WORK ITEM: Each line from the one that contains "Exercise. Spot the green grass" to the last line of the records below must be restated word for word.

+-------+

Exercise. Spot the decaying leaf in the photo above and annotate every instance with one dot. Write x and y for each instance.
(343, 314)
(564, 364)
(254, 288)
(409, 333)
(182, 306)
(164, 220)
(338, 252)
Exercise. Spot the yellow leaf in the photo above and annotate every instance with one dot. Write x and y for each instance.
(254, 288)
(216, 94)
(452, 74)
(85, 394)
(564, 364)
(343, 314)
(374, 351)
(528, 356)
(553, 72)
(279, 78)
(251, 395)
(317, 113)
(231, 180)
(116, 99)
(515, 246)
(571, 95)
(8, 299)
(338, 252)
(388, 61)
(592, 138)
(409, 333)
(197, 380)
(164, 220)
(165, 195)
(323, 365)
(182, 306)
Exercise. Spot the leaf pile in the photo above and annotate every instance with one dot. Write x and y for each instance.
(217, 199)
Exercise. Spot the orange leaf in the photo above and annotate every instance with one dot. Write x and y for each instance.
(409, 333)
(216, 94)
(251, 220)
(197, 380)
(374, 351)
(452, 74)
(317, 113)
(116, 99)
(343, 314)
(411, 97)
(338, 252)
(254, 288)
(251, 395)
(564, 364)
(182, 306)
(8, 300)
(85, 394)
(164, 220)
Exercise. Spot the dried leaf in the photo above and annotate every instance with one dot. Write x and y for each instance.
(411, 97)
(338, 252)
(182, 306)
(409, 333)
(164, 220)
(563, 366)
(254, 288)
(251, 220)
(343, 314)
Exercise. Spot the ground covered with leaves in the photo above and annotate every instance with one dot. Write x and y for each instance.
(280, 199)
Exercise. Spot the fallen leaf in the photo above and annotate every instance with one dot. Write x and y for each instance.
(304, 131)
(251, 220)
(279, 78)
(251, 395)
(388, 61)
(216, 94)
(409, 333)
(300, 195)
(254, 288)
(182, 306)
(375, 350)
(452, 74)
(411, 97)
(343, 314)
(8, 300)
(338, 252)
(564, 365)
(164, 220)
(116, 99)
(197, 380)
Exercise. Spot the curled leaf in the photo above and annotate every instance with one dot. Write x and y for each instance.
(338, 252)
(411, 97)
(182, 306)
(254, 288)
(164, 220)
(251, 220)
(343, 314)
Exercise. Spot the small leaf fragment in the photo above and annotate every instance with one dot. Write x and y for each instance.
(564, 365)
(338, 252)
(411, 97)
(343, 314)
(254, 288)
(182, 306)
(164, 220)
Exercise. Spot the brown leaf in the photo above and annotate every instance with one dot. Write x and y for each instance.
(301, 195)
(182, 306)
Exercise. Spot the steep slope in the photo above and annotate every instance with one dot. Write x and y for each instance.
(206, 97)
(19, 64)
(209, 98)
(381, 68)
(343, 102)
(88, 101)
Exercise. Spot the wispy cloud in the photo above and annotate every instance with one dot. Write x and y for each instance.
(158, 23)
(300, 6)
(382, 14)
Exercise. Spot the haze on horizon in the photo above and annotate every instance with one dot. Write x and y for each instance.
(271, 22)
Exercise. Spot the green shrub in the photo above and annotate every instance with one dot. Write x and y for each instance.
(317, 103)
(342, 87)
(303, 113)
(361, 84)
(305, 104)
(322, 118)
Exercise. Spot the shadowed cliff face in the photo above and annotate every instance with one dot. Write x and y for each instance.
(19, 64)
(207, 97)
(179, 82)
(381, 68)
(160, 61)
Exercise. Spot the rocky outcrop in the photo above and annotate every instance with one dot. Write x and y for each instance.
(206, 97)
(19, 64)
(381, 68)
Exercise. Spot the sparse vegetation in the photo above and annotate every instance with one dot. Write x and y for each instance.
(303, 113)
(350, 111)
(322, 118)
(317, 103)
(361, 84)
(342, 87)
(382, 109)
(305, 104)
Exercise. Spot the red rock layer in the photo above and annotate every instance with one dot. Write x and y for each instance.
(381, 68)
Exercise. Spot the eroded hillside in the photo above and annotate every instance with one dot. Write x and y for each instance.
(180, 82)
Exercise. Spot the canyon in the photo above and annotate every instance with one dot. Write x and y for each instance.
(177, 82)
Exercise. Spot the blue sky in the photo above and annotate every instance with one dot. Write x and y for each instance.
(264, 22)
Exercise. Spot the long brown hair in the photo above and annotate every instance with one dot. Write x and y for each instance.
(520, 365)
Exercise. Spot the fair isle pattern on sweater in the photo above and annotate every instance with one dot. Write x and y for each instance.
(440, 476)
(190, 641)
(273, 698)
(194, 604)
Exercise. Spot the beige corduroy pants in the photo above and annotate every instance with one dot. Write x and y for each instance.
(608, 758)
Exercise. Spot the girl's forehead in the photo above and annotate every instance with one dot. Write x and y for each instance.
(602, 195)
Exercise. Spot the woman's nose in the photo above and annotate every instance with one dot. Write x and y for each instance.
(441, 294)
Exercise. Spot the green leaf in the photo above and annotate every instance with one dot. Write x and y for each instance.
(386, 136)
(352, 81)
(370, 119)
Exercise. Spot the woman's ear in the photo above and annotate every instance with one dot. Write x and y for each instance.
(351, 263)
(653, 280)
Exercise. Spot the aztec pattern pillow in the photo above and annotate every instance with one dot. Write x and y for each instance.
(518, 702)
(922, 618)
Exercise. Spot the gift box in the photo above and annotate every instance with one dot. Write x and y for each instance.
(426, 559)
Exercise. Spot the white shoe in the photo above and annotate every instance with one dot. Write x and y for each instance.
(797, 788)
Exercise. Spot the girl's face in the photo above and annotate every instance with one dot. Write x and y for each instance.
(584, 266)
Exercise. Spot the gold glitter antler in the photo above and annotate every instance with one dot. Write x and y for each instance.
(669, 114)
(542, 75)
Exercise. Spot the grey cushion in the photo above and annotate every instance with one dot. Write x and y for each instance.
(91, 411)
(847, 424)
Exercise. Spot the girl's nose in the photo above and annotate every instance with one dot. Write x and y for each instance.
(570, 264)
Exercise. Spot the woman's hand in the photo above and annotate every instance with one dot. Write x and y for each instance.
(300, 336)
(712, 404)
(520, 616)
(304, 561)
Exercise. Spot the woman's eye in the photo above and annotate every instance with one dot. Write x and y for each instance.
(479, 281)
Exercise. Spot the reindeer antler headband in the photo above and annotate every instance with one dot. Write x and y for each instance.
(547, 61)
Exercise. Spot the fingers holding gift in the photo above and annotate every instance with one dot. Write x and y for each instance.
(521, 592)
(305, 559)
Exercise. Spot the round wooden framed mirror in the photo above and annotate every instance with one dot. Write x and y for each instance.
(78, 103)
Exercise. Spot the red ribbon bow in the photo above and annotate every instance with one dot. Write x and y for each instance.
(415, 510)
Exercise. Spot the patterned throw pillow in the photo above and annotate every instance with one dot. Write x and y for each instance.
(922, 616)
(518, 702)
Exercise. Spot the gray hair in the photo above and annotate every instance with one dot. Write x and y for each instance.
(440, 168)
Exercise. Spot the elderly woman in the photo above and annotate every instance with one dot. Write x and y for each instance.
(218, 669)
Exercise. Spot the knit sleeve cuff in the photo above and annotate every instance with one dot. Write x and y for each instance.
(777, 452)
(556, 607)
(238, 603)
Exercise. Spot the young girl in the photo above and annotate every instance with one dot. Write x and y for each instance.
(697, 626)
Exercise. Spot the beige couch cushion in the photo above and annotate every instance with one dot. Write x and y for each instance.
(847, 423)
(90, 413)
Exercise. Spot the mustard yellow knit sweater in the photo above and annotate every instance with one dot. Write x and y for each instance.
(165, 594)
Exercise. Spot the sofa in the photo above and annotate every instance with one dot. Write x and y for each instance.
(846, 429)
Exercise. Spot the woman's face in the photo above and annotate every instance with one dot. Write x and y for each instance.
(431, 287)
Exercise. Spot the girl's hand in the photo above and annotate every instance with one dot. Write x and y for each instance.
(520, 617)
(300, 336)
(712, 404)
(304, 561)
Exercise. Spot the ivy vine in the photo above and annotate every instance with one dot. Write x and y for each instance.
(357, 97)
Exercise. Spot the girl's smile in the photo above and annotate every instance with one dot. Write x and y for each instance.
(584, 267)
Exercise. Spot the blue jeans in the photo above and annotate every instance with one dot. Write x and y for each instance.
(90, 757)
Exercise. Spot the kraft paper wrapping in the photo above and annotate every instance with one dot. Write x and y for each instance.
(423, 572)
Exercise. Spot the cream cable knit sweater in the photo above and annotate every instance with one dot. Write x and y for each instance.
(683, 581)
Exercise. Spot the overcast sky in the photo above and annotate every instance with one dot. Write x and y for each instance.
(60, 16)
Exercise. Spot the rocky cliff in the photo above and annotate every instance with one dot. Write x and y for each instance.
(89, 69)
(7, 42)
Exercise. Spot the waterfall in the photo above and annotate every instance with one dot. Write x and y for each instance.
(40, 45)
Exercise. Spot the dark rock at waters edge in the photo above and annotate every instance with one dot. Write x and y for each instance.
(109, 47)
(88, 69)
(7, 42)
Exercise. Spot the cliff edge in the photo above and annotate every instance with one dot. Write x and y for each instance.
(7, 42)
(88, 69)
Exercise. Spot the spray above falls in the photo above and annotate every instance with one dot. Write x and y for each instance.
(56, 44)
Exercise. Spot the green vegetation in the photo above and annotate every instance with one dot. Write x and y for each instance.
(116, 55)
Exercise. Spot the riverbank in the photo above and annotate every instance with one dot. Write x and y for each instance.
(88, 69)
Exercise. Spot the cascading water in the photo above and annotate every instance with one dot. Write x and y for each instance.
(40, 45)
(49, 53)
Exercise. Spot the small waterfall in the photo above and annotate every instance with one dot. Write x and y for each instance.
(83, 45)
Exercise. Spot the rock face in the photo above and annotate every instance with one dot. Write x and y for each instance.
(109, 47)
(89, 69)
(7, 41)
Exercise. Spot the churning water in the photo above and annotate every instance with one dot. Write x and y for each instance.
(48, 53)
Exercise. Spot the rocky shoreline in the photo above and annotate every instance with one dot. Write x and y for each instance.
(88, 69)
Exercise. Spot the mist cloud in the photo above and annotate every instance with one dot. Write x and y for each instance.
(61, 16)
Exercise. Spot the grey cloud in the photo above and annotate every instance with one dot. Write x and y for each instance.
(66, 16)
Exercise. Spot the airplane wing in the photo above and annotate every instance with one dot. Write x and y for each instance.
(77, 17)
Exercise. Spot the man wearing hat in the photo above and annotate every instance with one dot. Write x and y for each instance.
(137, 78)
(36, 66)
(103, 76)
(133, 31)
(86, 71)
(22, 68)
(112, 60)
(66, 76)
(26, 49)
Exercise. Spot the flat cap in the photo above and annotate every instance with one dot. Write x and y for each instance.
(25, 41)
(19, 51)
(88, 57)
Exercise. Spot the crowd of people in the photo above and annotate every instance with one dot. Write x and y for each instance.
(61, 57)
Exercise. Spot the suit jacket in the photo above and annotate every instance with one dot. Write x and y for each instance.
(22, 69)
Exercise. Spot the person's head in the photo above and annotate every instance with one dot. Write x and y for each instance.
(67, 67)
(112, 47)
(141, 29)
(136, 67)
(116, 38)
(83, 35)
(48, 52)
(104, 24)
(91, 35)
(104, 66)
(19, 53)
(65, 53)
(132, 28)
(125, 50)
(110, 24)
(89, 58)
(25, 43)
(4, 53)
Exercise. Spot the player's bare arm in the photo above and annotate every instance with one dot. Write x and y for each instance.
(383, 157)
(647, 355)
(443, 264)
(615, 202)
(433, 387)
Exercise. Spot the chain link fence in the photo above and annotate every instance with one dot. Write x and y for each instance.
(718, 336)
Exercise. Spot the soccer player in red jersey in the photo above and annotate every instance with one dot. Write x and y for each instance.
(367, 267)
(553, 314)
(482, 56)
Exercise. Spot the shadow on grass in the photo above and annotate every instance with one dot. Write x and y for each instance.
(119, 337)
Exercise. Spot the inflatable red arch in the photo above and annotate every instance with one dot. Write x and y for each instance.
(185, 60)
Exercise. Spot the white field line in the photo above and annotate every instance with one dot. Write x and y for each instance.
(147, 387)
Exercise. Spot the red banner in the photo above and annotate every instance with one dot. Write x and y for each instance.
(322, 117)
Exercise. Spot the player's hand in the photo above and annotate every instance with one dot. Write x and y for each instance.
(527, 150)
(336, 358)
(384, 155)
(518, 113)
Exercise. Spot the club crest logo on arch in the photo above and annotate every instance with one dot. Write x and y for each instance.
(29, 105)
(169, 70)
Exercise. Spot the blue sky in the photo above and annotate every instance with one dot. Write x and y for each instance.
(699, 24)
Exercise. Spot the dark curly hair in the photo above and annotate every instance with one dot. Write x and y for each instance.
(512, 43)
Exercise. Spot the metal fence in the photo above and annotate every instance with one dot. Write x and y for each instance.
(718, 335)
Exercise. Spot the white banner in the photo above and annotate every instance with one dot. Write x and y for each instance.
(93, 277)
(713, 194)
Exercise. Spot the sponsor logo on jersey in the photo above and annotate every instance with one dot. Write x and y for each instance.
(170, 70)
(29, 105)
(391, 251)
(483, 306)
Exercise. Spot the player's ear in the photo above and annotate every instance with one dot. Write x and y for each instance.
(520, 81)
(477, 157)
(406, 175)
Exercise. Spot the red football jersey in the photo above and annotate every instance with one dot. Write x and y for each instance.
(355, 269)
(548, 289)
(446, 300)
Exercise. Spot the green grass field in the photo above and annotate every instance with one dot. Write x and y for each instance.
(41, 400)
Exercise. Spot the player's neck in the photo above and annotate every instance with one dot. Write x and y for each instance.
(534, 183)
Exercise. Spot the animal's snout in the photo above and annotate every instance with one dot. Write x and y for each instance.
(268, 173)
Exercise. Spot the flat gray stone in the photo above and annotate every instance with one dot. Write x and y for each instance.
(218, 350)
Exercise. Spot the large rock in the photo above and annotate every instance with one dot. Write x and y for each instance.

+-------+

RESULT OF THIS EXERCISE:
Exercise. Spot the green grass field in the photo above and annotate every instance with one dot. Write x and y for each instance.
(41, 400)
Exercise. Spot the player's neck in the photo above and annotate every instance with one dot. Write x and y for each instance.
(534, 183)
Exercise. Spot the animal's snout in the photo above and annotate every instance with one dot. Write x and y for each instance.
(268, 173)
Exercise. Spot the flat gray stone in the photo above and annotate every instance with one dot. Write x and y for each instance.
(218, 350)
Exercise. Spot the large rock in the photo above and annotate every instance with one dot. Write x and y for each instance.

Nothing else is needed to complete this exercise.